--- begin Supplied records ---
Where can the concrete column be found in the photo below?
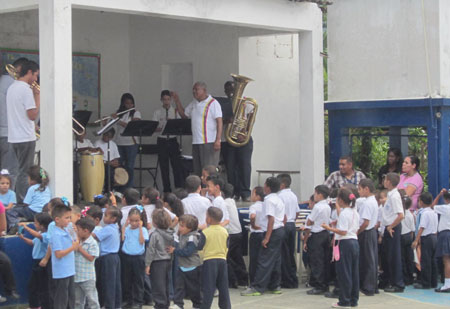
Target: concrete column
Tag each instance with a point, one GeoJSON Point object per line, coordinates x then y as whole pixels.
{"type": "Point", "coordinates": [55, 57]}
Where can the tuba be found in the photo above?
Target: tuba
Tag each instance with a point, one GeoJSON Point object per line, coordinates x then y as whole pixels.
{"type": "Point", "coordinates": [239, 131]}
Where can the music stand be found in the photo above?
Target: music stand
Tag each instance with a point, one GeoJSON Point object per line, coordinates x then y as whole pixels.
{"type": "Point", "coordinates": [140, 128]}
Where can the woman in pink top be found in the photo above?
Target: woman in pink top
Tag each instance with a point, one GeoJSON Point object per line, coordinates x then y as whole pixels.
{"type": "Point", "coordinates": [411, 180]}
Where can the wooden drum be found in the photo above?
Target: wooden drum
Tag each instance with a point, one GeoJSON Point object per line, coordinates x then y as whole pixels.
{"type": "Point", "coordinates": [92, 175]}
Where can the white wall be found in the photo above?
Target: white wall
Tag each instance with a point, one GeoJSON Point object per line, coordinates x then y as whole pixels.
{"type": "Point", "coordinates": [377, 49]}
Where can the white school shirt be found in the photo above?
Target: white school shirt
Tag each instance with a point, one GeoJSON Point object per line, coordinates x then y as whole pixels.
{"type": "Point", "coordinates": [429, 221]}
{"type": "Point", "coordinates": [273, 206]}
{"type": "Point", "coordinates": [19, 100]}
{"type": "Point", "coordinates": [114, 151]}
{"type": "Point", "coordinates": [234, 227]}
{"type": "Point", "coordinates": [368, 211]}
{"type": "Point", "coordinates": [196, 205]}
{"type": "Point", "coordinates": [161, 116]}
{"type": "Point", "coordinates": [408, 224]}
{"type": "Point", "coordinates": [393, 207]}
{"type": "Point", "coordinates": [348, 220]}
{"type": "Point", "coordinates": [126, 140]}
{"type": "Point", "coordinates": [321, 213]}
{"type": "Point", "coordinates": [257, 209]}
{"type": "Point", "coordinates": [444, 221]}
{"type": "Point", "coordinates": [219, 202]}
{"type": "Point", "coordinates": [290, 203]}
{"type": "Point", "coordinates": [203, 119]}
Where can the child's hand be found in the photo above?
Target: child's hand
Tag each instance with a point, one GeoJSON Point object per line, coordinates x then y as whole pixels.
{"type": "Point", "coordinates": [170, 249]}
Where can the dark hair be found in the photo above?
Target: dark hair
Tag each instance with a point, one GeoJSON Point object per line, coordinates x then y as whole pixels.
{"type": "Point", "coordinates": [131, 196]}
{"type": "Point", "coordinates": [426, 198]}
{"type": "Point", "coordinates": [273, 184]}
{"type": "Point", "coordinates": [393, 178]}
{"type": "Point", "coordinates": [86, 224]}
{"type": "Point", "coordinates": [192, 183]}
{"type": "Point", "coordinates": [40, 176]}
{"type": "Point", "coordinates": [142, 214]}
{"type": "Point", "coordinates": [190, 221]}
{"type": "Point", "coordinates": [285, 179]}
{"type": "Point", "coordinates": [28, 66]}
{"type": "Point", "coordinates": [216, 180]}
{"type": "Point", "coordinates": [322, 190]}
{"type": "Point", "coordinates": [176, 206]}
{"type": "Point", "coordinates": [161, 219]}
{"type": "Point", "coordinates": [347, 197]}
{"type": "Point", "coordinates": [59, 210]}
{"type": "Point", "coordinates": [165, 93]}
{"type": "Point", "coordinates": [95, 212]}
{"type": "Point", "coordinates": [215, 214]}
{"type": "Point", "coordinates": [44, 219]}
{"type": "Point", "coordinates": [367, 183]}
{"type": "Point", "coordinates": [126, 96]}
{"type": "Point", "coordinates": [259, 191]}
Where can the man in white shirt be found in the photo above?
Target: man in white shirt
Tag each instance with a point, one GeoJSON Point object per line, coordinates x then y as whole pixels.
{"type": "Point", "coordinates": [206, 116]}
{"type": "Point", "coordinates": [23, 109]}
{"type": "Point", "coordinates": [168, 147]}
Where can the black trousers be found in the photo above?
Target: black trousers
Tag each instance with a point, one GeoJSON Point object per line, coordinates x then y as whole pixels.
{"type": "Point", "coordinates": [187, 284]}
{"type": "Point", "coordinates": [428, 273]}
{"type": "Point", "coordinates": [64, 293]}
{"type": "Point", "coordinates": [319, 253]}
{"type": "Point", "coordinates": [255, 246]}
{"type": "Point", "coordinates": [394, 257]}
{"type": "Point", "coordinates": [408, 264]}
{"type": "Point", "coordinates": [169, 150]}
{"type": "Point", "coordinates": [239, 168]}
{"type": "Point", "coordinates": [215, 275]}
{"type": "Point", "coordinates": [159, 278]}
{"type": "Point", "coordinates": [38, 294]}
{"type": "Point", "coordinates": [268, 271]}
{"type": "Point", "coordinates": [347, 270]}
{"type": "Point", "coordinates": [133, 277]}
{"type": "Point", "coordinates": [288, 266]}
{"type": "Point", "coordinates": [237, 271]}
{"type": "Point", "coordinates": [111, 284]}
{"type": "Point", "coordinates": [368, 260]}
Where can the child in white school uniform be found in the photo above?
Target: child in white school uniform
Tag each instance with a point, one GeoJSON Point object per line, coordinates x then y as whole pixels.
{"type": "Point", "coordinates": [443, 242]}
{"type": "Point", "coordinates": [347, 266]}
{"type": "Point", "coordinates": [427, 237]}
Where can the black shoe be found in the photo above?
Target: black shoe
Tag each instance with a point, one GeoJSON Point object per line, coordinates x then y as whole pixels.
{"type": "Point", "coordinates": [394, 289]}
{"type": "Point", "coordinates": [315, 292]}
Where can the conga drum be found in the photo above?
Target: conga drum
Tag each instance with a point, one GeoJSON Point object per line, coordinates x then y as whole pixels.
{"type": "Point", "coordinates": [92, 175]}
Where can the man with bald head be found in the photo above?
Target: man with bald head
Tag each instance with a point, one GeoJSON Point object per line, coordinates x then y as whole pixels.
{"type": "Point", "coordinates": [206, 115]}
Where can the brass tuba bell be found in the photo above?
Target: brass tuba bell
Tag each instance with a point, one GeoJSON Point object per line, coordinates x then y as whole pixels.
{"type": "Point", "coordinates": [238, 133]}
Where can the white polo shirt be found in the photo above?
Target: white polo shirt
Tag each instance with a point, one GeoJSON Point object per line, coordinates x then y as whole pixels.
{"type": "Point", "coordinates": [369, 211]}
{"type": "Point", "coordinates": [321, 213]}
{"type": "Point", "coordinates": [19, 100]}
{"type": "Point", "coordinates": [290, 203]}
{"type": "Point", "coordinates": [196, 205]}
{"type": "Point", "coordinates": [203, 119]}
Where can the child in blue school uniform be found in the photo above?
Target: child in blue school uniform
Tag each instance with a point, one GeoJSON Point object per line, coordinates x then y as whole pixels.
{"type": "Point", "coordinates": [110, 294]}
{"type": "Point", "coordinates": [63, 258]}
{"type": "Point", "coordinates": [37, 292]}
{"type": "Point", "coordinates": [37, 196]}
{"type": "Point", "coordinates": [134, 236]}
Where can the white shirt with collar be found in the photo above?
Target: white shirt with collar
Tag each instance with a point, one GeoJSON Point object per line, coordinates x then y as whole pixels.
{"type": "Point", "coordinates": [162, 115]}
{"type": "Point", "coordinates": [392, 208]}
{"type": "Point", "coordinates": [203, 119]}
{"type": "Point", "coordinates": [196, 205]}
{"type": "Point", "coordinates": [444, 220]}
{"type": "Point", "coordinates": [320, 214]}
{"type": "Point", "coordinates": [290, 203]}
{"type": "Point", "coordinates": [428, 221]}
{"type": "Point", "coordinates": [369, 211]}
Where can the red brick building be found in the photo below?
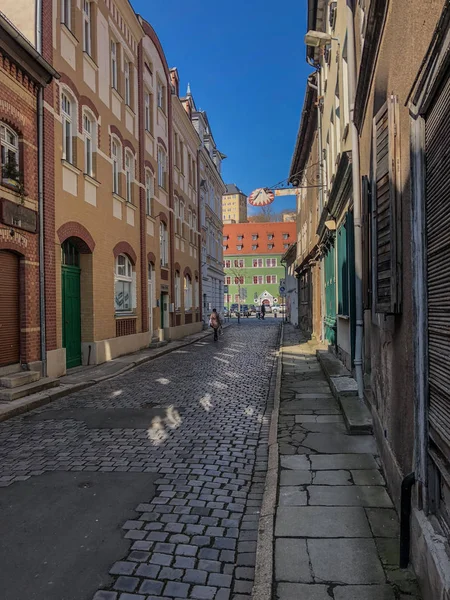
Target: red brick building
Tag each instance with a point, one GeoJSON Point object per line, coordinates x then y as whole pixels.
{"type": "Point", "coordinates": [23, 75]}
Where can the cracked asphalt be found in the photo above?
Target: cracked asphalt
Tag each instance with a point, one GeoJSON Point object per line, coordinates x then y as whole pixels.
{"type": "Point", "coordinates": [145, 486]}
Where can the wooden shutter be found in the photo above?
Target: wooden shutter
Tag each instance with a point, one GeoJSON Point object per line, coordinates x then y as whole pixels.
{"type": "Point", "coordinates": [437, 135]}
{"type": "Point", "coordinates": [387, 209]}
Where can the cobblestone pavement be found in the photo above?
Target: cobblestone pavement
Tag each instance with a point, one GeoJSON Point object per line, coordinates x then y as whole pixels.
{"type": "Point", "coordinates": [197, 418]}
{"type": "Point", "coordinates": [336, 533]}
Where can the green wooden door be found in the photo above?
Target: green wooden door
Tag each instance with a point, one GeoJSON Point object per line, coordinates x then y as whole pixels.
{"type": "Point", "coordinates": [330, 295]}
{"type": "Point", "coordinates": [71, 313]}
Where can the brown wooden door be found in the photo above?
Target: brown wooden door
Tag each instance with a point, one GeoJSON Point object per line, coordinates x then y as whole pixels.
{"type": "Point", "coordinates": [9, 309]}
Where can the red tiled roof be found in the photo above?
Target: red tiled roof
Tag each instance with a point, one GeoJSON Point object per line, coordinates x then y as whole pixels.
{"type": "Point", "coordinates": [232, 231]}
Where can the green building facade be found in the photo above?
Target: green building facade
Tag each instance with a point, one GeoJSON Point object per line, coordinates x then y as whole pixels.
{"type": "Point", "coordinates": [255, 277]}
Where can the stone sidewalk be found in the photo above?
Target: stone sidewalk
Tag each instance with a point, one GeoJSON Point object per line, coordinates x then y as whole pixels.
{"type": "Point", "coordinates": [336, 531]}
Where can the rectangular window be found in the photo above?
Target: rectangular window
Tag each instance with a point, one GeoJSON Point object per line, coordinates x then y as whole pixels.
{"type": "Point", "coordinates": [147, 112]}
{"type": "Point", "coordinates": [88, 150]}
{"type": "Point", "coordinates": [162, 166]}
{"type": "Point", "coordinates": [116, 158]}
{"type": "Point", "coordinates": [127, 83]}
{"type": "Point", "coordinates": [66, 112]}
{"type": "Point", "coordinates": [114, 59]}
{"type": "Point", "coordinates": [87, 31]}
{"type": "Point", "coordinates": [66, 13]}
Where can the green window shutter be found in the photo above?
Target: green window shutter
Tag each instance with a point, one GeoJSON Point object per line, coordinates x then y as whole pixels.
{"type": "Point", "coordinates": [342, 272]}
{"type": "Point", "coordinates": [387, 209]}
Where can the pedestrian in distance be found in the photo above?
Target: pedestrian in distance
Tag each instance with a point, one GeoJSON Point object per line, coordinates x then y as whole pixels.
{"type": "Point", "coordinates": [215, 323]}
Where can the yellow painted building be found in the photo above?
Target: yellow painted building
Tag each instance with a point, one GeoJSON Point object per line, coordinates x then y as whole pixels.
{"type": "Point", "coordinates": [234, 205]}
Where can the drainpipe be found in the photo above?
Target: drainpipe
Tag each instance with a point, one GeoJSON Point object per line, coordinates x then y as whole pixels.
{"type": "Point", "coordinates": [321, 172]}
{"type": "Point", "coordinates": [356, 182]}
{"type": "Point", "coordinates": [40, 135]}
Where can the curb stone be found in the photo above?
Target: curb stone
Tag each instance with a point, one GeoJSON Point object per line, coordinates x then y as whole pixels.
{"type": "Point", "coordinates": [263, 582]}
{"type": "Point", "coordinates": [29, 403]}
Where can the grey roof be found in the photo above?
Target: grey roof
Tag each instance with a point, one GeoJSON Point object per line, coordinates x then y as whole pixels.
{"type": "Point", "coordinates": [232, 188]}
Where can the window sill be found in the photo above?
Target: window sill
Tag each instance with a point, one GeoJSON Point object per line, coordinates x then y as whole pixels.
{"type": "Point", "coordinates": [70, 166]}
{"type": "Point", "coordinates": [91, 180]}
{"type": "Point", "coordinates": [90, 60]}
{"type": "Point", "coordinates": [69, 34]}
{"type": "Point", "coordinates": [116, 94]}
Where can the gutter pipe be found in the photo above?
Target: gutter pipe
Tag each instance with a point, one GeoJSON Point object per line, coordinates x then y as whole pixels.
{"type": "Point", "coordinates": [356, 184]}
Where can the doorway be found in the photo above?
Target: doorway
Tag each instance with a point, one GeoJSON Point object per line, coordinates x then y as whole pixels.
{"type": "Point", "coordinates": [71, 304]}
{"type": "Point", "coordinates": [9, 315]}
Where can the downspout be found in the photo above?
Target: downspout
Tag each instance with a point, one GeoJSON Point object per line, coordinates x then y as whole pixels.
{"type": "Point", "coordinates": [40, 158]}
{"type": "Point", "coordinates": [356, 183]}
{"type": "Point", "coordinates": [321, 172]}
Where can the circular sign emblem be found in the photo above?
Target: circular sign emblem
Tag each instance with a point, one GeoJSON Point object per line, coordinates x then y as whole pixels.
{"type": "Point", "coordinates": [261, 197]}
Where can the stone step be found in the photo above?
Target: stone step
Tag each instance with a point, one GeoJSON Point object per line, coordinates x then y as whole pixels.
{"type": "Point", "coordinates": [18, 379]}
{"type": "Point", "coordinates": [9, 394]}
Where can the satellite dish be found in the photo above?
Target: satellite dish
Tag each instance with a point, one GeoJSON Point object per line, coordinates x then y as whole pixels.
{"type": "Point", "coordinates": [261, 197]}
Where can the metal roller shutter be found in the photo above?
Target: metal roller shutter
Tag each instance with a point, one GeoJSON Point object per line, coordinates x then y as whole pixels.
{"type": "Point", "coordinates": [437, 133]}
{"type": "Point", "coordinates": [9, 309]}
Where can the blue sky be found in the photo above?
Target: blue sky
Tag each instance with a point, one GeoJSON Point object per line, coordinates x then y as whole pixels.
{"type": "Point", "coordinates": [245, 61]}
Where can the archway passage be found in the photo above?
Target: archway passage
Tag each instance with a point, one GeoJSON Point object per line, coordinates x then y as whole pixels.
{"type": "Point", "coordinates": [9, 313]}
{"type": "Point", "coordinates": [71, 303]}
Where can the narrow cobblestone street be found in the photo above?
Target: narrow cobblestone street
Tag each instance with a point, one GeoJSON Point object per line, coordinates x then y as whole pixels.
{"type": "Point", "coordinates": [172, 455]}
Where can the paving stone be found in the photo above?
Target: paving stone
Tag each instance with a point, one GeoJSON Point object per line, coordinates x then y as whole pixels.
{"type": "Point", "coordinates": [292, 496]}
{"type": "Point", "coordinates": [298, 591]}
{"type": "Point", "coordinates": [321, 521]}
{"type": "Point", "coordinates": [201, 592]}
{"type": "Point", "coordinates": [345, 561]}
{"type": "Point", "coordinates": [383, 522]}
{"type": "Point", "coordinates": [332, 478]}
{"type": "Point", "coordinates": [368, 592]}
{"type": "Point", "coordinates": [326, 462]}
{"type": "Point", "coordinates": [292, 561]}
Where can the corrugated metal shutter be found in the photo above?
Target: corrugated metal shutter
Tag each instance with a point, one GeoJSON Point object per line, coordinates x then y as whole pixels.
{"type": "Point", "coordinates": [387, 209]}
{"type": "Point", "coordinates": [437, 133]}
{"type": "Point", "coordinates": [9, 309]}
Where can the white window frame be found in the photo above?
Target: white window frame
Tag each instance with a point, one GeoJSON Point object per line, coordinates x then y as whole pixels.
--- end Supplied records ---
Take the line with "Where can the paving" and all lines after it through the end of the records, and write them out exactly; include nothing else.

Where can the paving stone be found in the photo above?
Target: paving stone
Tag each instance with a point, one GeoJSON Point object per line, coordinates x then y as whole pixels.
{"type": "Point", "coordinates": [292, 496]}
{"type": "Point", "coordinates": [298, 591]}
{"type": "Point", "coordinates": [321, 521]}
{"type": "Point", "coordinates": [201, 592]}
{"type": "Point", "coordinates": [345, 561]}
{"type": "Point", "coordinates": [383, 522]}
{"type": "Point", "coordinates": [332, 478]}
{"type": "Point", "coordinates": [368, 592]}
{"type": "Point", "coordinates": [326, 462]}
{"type": "Point", "coordinates": [292, 561]}
Where can the corrugated metal shutter be found in the photo above?
Target: corrugated metal shutter
Tag each instance with a point, one GeoJSON Point object per line, coordinates x then y as whole pixels.
{"type": "Point", "coordinates": [387, 209]}
{"type": "Point", "coordinates": [437, 133]}
{"type": "Point", "coordinates": [9, 309]}
Where can the white window frame be found in the photo above?
Target: white window frame
Tag each instance with a point, one GeoJSON Point object per line, coordinates x then y as whole pixels.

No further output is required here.